## Start Given information

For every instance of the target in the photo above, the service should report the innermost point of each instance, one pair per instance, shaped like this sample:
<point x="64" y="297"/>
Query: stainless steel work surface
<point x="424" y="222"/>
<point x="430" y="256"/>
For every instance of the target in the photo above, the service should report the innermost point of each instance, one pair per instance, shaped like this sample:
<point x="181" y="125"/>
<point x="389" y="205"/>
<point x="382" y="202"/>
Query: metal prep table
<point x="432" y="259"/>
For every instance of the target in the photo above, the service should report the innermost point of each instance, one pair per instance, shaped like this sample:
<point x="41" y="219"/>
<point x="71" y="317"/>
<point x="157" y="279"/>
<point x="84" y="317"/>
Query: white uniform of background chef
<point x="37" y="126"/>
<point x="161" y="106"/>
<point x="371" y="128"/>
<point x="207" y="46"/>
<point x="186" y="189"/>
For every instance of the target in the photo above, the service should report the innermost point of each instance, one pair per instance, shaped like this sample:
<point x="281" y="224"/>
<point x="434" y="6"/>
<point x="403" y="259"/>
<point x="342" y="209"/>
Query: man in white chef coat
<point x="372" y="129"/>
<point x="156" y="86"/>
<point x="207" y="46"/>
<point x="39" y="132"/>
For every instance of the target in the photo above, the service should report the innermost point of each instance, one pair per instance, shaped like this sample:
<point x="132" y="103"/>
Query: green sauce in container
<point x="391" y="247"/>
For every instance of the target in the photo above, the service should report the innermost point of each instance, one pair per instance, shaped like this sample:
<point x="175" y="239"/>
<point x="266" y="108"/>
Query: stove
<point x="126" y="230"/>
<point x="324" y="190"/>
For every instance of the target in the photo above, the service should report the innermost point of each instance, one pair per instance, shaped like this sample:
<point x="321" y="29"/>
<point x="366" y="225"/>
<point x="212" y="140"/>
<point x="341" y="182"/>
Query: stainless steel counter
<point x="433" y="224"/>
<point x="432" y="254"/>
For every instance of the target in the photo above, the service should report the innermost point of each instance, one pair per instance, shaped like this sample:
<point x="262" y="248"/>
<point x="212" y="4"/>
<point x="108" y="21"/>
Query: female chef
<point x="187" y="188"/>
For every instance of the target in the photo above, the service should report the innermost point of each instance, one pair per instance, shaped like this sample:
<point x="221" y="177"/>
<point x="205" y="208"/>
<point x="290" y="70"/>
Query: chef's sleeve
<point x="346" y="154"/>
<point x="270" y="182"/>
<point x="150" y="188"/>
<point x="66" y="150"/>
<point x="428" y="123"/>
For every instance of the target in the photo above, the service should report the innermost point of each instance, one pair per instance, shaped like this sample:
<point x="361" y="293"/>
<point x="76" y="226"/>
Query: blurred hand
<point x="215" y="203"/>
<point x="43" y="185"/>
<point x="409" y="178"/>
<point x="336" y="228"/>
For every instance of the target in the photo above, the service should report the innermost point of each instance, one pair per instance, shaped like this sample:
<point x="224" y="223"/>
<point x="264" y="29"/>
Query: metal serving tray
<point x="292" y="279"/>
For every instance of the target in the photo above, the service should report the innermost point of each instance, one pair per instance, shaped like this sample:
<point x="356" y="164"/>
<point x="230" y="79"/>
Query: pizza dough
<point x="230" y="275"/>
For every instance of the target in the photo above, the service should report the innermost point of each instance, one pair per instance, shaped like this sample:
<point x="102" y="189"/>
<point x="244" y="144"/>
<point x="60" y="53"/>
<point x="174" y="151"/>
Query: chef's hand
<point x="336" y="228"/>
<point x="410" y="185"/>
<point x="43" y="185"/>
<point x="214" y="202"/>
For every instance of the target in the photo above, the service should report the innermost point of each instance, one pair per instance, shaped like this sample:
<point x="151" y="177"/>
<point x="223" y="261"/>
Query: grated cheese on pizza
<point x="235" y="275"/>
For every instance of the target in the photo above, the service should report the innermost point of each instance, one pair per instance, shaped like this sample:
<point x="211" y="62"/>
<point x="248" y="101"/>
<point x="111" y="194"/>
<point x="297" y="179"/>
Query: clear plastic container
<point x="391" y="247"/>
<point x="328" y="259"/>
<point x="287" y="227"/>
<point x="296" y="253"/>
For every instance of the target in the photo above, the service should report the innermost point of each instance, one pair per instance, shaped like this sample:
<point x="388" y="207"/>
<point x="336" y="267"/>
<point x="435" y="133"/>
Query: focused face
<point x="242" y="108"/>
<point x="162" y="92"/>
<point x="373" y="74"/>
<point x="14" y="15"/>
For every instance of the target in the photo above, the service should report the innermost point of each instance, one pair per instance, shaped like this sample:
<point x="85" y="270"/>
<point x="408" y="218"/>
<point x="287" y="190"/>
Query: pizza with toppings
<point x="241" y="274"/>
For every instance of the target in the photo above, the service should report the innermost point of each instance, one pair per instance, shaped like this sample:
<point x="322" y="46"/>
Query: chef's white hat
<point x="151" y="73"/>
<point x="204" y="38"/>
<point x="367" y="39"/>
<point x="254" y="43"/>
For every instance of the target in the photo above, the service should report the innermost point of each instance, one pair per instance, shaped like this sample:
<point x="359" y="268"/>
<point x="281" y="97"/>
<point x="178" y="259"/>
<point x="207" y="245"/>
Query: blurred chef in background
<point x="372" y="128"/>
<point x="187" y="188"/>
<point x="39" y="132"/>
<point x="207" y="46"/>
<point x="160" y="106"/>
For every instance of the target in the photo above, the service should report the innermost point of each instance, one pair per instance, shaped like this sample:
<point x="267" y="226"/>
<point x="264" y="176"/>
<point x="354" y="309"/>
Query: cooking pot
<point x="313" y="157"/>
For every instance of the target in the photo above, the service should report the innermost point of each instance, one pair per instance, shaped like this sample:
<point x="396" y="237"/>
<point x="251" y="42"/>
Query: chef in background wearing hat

## End Given information

Short exercise:
Output the listing above exactly as it appears.

Solution to this task:
For every instance of the target in the photo above, the service should report the innermost point of each instance, one pair per instance, shaped like this sample:
<point x="64" y="297"/>
Query: stainless steel work surface
<point x="424" y="222"/>
<point x="430" y="256"/>
For every instance of the target in the photo above, the service should report the innermost point of each instance, one pair per instance, shaped like this sample:
<point x="181" y="125"/>
<point x="389" y="205"/>
<point x="382" y="202"/>
Query: metal prep table
<point x="432" y="259"/>
For every instance of the target in the photo above, the service should report the innermost point of each instance, one pair per instance, shaped like this sample:
<point x="41" y="219"/>
<point x="71" y="317"/>
<point x="157" y="279"/>
<point x="84" y="317"/>
Query: white uniform of background chef
<point x="37" y="126"/>
<point x="161" y="106"/>
<point x="371" y="128"/>
<point x="207" y="46"/>
<point x="186" y="189"/>
For every instance of the target in the photo above, the service should report the innermost point of each instance, one pair per instance, shaped like this sample:
<point x="281" y="224"/>
<point x="434" y="6"/>
<point x="403" y="259"/>
<point x="342" y="209"/>
Query: man in white chef coat
<point x="372" y="129"/>
<point x="156" y="86"/>
<point x="207" y="46"/>
<point x="39" y="132"/>
For every instance of the target in the photo above, the service should report the innermost point of each instance, one pair per instance, shaped like this sample:
<point x="132" y="103"/>
Query: green sauce in container
<point x="391" y="247"/>
For every instance of the target in the photo above, the service should report the innermost point of each instance, one pair per instance, shaped like this sample:
<point x="175" y="239"/>
<point x="266" y="108"/>
Query: stove
<point x="126" y="230"/>
<point x="324" y="190"/>
For every instance of the target in the photo above, the service should report the innermost point of each instance, one pair per instance, shaped like this sample:
<point x="321" y="29"/>
<point x="366" y="225"/>
<point x="212" y="140"/>
<point x="341" y="182"/>
Query: stainless steel counter
<point x="433" y="224"/>
<point x="432" y="254"/>
For every instance of the target in the photo above, the service should report the innermost point of each instance, one pair per instance, shaped like this sample:
<point x="262" y="248"/>
<point x="212" y="4"/>
<point x="108" y="21"/>
Query: female chef
<point x="187" y="188"/>
For every instance of the target in the photo above, the service should report the innermost point of each instance, one pair per instance, shaped like this sample:
<point x="221" y="177"/>
<point x="205" y="208"/>
<point x="290" y="70"/>
Query: chef's sleeve
<point x="346" y="154"/>
<point x="270" y="182"/>
<point x="150" y="188"/>
<point x="66" y="150"/>
<point x="428" y="123"/>
For every instance of the target in the photo above, the service should report the innermost point of each instance, one pair per instance, shaped like this sample:
<point x="361" y="293"/>
<point x="76" y="226"/>
Query: blurred hand
<point x="215" y="203"/>
<point x="43" y="185"/>
<point x="409" y="178"/>
<point x="336" y="228"/>
For every instance of the target in the photo above, the service should report the innermost point of each instance, one pair per instance, shaped like this sample:
<point x="224" y="223"/>
<point x="264" y="29"/>
Query: metal serving tray
<point x="292" y="279"/>
For every instance of the target in the photo above, the service should report the innermost point of each instance, one pair per instance, shaped like this sample:
<point x="356" y="164"/>
<point x="230" y="79"/>
Query: pizza dough
<point x="230" y="275"/>
For every instance of the target in the photo above, the service should report the innermost point of each instance, one pair per instance, shaped like this sample:
<point x="102" y="189"/>
<point x="244" y="144"/>
<point x="60" y="53"/>
<point x="174" y="151"/>
Query: chef's hand
<point x="336" y="228"/>
<point x="410" y="185"/>
<point x="43" y="185"/>
<point x="214" y="202"/>
For every instance of the target in the photo above, the service should report the innermost point of each instance, one pair per instance, shaped like this sample:
<point x="151" y="177"/>
<point x="223" y="261"/>
Query: grated cheese on pizza
<point x="235" y="275"/>
For every instance of the target in the photo above, the service should report the innermost point of each instance, one pair per instance, shaped like this sample:
<point x="211" y="62"/>
<point x="248" y="101"/>
<point x="111" y="194"/>
<point x="297" y="179"/>
Query: clear plastic container
<point x="391" y="247"/>
<point x="328" y="259"/>
<point x="287" y="227"/>
<point x="296" y="253"/>
For every instance of the target in the photo above, the service should report the innermost point of each instance, one pair per instance, shaped like this sample:
<point x="388" y="207"/>
<point x="336" y="267"/>
<point x="435" y="133"/>
Query: focused face
<point x="242" y="108"/>
<point x="162" y="92"/>
<point x="373" y="74"/>
<point x="14" y="15"/>
For every instance of the target in the photo above, the service should report the innermost point of each instance, one pair per instance, shaped like this sample:
<point x="85" y="270"/>
<point x="408" y="218"/>
<point x="287" y="190"/>
Query: pizza with toppings
<point x="241" y="274"/>
For every instance of the target in the photo above, the service should report the innermost point of each instance, one pair per instance, shaped like this sample:
<point x="322" y="46"/>
Query: chef's white hat
<point x="151" y="73"/>
<point x="204" y="38"/>
<point x="367" y="39"/>
<point x="254" y="43"/>
For every instance of the target in the photo above, the service should report the innermost point of each instance, one pair per instance, shaped like this sample:
<point x="359" y="268"/>
<point x="281" y="97"/>
<point x="178" y="259"/>
<point x="207" y="245"/>
Query: blurred chef in background
<point x="372" y="128"/>
<point x="187" y="188"/>
<point x="39" y="132"/>
<point x="207" y="46"/>
<point x="160" y="106"/>
For every instance of the target in the photo above, the service should report the innermost point of each instance, one pair per instance, shaped like this sample:
<point x="267" y="226"/>
<point x="264" y="176"/>
<point x="354" y="309"/>
Query: cooking pot
<point x="313" y="157"/>
For every instance of the target in the photo above, the service should report the innermost point of each instance, one pair per instance, shaped like this sample:
<point x="396" y="237"/>
<point x="251" y="42"/>
Query: chef in background wearing hat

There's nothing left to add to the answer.